The exercise: Rewrite the records from the line with "of the snow-capped" up to and including the line with "[(148, 78), (27, 68), (70, 57)]", replacing "snow-capped mountain" with "snowy peak" and keeping everything else the same. Give only those lines.

Supplied records:
——

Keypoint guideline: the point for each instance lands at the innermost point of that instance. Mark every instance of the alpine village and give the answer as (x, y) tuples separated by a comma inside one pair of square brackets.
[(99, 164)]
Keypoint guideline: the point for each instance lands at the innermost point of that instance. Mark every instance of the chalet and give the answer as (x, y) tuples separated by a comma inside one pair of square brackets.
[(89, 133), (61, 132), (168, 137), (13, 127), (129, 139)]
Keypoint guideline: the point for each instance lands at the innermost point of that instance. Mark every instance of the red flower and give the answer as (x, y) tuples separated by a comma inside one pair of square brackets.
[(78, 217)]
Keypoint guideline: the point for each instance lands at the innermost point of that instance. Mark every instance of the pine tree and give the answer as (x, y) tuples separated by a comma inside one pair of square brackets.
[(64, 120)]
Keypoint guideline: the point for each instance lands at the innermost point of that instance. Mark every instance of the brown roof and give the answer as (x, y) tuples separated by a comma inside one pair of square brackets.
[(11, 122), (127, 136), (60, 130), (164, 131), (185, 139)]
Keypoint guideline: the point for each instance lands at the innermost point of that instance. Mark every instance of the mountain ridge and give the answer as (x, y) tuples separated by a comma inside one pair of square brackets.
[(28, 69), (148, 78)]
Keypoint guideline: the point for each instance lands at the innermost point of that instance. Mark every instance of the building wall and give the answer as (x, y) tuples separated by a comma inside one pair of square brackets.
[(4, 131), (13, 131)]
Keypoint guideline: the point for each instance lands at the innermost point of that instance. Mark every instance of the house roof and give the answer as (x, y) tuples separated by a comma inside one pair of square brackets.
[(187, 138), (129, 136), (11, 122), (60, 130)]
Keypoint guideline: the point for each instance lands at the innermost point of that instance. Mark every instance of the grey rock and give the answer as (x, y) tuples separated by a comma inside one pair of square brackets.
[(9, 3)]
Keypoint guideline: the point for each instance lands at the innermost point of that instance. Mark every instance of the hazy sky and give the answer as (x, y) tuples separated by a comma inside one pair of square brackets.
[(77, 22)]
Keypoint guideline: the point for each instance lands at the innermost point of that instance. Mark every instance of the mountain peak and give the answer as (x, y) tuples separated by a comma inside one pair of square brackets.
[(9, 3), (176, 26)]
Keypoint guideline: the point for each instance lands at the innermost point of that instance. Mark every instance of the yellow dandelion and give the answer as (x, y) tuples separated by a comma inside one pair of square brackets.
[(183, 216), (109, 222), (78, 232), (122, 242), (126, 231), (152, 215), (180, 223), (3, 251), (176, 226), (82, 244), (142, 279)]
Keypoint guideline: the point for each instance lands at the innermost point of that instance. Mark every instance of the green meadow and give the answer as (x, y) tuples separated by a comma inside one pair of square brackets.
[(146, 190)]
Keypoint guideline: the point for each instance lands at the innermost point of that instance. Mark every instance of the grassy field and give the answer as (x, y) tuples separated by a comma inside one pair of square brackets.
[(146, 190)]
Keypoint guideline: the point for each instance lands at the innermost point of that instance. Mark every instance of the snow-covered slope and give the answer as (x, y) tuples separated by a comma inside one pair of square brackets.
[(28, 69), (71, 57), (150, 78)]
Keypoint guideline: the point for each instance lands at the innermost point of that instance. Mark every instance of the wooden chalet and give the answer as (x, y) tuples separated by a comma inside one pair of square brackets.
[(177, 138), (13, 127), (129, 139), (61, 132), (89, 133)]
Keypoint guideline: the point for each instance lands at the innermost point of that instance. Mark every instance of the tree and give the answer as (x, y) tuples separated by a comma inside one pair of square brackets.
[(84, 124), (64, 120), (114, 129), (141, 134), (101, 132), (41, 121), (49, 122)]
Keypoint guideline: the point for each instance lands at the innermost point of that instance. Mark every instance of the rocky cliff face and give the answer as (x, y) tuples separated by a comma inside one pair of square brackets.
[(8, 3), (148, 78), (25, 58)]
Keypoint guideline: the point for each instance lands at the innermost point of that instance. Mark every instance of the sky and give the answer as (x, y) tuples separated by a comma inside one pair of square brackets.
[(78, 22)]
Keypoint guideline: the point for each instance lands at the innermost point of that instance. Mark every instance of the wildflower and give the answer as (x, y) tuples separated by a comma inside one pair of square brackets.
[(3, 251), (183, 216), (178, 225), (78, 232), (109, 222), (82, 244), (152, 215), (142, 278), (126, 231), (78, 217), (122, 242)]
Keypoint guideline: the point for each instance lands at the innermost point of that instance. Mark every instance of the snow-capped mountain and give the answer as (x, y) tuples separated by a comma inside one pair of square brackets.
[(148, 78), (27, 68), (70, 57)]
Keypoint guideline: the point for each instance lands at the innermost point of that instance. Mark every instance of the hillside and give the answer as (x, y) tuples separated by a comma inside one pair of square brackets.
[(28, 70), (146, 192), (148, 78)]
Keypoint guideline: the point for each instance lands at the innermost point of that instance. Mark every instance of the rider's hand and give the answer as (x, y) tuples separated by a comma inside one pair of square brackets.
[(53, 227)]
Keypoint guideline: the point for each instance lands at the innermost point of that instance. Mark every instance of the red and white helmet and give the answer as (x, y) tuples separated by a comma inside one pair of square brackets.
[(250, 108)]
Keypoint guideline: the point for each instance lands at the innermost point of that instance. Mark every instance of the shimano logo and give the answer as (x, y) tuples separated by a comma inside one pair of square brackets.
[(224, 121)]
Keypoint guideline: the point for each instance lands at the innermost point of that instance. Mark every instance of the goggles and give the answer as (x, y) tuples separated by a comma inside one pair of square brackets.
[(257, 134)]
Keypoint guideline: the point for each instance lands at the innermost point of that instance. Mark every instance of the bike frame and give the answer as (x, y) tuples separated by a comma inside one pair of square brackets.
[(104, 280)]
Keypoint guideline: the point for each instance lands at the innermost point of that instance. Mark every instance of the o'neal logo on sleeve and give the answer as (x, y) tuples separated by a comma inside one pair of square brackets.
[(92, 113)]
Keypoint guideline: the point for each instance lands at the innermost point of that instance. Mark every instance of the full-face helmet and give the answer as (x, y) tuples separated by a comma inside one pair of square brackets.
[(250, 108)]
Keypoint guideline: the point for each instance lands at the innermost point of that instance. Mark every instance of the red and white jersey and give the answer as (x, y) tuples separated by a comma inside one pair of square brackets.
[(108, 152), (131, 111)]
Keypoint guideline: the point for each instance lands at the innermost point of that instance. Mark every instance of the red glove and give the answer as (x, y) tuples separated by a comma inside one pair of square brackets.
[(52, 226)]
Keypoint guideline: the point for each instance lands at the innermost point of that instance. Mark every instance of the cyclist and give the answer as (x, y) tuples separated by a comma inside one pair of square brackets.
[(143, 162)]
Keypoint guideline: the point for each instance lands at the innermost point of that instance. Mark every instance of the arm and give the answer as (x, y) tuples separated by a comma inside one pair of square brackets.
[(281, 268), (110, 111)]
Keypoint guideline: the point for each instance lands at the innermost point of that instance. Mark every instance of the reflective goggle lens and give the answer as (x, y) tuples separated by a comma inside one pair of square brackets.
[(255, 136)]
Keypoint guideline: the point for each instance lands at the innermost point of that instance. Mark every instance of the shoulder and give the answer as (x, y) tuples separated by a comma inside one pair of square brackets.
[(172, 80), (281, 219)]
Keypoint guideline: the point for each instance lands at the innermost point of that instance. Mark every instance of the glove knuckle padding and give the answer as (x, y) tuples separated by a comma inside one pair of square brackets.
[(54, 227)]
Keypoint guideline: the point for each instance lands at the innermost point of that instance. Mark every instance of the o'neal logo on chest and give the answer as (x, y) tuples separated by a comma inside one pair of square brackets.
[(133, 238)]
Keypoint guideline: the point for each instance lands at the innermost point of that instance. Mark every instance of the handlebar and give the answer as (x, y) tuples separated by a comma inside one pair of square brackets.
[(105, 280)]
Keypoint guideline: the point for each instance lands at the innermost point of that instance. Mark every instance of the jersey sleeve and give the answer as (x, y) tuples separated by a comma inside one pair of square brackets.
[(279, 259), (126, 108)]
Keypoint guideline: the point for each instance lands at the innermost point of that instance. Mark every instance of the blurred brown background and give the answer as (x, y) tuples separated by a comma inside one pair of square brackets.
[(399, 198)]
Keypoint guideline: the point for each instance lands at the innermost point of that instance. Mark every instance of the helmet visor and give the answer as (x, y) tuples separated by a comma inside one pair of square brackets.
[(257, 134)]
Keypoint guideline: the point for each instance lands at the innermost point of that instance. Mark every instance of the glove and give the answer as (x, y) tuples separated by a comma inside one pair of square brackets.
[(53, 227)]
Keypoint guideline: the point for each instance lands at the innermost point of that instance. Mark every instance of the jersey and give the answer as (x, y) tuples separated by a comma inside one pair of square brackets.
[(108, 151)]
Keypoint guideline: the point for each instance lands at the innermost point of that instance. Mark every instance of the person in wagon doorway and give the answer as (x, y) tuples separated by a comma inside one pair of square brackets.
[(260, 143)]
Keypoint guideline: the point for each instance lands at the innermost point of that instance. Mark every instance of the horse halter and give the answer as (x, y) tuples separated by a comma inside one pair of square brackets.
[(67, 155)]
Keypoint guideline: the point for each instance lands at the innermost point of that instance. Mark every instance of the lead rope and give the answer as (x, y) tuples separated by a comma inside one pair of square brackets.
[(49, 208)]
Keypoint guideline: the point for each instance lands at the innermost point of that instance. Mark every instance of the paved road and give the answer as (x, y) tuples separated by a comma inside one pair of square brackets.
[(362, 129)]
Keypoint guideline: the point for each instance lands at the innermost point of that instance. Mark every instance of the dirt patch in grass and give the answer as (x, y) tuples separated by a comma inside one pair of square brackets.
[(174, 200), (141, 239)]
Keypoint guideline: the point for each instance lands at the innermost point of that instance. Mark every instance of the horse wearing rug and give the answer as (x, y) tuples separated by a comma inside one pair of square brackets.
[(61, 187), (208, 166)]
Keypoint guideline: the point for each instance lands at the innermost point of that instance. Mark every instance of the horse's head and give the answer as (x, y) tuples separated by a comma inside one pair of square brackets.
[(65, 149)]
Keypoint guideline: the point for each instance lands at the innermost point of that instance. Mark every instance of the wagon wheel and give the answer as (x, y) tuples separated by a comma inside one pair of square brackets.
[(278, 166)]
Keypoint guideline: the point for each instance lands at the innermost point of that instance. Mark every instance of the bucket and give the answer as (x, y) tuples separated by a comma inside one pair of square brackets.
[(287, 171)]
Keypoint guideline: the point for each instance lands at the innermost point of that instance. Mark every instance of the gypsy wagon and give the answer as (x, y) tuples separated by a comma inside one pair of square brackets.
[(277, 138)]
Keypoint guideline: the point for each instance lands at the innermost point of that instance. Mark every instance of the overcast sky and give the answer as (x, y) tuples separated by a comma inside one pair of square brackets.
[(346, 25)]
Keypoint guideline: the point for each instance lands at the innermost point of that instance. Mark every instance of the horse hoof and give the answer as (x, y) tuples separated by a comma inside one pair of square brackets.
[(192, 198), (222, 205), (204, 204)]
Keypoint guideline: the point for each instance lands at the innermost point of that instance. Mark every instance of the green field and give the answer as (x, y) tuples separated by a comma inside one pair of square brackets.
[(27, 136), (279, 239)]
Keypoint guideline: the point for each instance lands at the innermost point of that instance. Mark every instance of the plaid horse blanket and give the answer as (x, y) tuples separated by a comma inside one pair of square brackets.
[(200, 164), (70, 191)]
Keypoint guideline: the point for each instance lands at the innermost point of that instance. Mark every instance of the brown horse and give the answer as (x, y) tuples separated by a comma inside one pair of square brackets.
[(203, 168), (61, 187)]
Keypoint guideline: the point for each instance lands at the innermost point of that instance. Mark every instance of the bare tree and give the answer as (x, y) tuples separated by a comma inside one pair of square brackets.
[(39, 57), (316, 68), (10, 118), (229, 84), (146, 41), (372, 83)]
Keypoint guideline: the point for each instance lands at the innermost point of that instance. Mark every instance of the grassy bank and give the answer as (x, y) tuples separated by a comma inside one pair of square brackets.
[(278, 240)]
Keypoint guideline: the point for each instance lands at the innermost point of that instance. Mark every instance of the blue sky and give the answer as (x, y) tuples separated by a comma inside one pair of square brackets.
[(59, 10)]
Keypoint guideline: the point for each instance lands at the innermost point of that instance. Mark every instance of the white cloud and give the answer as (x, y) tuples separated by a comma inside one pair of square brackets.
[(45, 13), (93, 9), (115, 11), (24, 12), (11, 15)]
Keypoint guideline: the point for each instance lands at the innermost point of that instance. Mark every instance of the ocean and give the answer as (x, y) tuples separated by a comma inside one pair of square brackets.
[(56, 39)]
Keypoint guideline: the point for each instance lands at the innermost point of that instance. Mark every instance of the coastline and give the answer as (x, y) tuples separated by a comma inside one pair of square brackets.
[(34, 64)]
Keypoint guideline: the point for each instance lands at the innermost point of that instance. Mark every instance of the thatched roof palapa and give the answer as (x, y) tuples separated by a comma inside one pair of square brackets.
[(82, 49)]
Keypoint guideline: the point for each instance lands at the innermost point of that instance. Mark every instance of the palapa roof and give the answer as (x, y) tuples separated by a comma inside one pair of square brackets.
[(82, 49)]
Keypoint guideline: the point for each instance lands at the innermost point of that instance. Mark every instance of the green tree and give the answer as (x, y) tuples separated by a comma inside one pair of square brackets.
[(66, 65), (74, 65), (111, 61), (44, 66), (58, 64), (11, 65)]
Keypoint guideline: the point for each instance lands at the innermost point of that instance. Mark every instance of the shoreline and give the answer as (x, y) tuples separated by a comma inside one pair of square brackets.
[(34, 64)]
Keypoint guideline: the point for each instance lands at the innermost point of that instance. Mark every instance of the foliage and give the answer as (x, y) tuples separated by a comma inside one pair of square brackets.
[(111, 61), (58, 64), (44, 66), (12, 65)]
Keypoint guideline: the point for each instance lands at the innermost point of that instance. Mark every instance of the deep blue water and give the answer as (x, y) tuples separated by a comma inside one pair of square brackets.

——

Output for this task:
Keypoint guideline: the point for each instance lands at the innermost point of that instance. Mark every instance of the snowy peak and give the answer as (x, y) tuples separated by a comma inside one pair of square brackets.
[(148, 78), (27, 68), (70, 57)]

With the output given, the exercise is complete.